ABOUT THIS EXERCISE:
Without including any pictures, return the records below exactly as written.

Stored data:
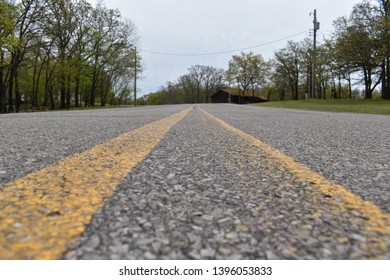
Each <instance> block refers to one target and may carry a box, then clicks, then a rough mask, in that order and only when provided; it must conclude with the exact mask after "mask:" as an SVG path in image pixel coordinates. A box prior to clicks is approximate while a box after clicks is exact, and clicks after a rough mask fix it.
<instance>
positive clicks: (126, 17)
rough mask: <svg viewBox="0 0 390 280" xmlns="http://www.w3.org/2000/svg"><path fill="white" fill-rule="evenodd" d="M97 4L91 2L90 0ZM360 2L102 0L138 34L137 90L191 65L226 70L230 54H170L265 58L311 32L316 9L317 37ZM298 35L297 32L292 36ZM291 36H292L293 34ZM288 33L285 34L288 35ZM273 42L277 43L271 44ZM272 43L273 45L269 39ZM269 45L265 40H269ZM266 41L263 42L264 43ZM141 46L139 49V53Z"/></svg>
mask: <svg viewBox="0 0 390 280" xmlns="http://www.w3.org/2000/svg"><path fill="white" fill-rule="evenodd" d="M89 1H90V2H91V3H96V0H89ZM359 2H361V1H360V0H293V1H282V0H105V4H106V6H107V7H108V8H112V9H119V10H120V12H121V14H122V16H123V17H125V18H128V19H131V20H132V21H133V22H134V23H135V25H136V26H137V29H138V33H139V36H140V43H139V48H140V49H141V56H142V58H143V62H144V63H145V65H146V69H145V71H144V73H143V76H144V78H143V79H142V80H141V81H139V88H140V91H141V94H148V93H150V92H154V91H157V90H158V88H159V87H160V86H161V85H164V84H165V83H166V82H167V81H175V80H176V79H177V78H178V77H179V76H180V75H182V74H185V73H187V69H188V68H189V67H191V66H192V65H196V64H200V65H210V66H215V67H220V68H223V69H227V67H228V62H229V60H230V59H231V57H232V55H234V54H239V53H240V51H236V52H233V53H228V54H219V55H205V56H194V55H193V56H171V55H159V54H153V53H149V52H146V51H153V52H160V53H174V54H204V53H215V52H224V51H230V50H237V49H244V48H248V47H252V46H258V45H263V46H261V47H257V48H253V49H250V50H246V52H249V51H252V52H254V53H256V54H261V55H262V56H263V57H264V58H266V59H269V58H271V57H272V56H273V53H274V51H275V50H278V49H280V48H282V47H284V46H285V45H286V43H287V41H288V40H294V41H301V40H303V39H304V38H306V37H309V36H310V31H309V30H310V29H312V28H313V23H312V22H313V17H312V16H310V15H309V14H310V13H311V12H313V10H314V9H317V16H318V21H319V22H320V23H321V30H320V32H319V37H320V38H319V39H321V38H323V37H324V36H326V35H329V34H330V33H331V32H332V30H333V25H332V23H333V21H334V20H335V19H336V18H338V17H340V16H344V15H348V14H349V13H350V12H351V10H352V7H353V6H354V5H355V4H356V3H359ZM298 33H301V34H300V35H296V34H298ZM293 35H296V36H293ZM288 37H289V38H288ZM275 41H278V42H275ZM272 42H274V43H272ZM268 43H270V44H268ZM264 44H266V45H264ZM142 50H143V51H142Z"/></svg>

WRITTEN RESPONSE:
Each <instance> block refers to one target and may carry a box, then clicks, then a rough mask, in that order and only when provided; it must conclude with the exact mask after "mask:" as an SVG path in image pixel coordinates. A box prior to clicks is approximate while a box after clicks is exact, and clicks after a rough mask fix it.
<instance>
positive clicks: (126, 17)
rough mask: <svg viewBox="0 0 390 280" xmlns="http://www.w3.org/2000/svg"><path fill="white" fill-rule="evenodd" d="M97 4L91 2L90 0ZM360 2L102 0L138 34L137 90L191 65L226 70L230 54H170L265 58L311 32L316 9L317 37ZM298 35L297 32L292 36ZM291 36H292L293 34ZM288 33L285 34L288 35ZM273 42L277 43L271 44ZM272 43L273 45L269 39ZM269 45L265 40H269ZM266 41L263 42L264 43ZM141 46L139 49V53Z"/></svg>
mask: <svg viewBox="0 0 390 280" xmlns="http://www.w3.org/2000/svg"><path fill="white" fill-rule="evenodd" d="M89 1H90V2H91V3H96V0H89ZM359 2H361V1H360V0H293V1H282V0H105V4H106V6H107V7H108V8H112V9H119V10H120V12H121V14H122V16H123V17H125V18H128V19H131V20H132V21H133V22H134V23H135V25H136V26H137V29H138V33H139V36H140V43H139V48H140V49H141V56H142V58H143V62H144V63H145V65H146V69H145V71H144V73H143V76H144V78H143V79H142V80H141V81H139V88H140V91H141V94H148V93H150V92H154V91H157V90H158V88H159V87H160V86H161V85H164V84H165V83H166V82H167V81H175V80H176V79H177V78H178V77H179V76H180V75H182V74H185V73H187V69H188V68H189V67H191V66H192V65H196V64H200V65H210V66H215V67H220V68H223V69H227V67H228V62H229V60H230V59H231V57H232V55H234V54H239V53H240V51H236V52H233V53H228V54H219V55H205V56H194V55H193V56H171V55H159V54H153V53H149V52H146V51H153V52H160V53H174V54H204V53H215V52H224V51H230V50H237V49H244V48H248V47H252V46H258V45H263V46H261V47H257V48H253V49H250V50H246V52H249V51H252V52H254V53H256V54H261V55H262V56H263V57H264V58H266V59H269V58H271V57H272V56H273V53H274V51H275V50H278V49H280V48H282V47H284V46H285V45H286V43H287V41H288V40H294V41H301V40H303V39H304V38H306V37H309V36H310V31H309V30H310V29H312V28H313V23H312V22H313V17H312V16H310V15H309V14H310V13H311V12H313V10H314V9H317V16H318V21H319V22H320V23H321V30H320V32H319V37H320V38H319V39H321V38H323V37H324V36H326V35H329V34H330V33H331V32H332V30H333V25H332V23H333V21H334V20H335V19H336V18H338V17H340V16H344V15H348V14H349V13H350V12H351V10H352V7H353V6H354V5H355V4H356V3H359ZM298 33H301V34H300V35H296V34H298ZM293 35H296V36H293ZM288 37H289V38H288ZM275 41H278V42H275ZM272 42H274V43H272ZM268 43H270V44H268ZM264 44H266V45H264ZM142 50H143V51H142Z"/></svg>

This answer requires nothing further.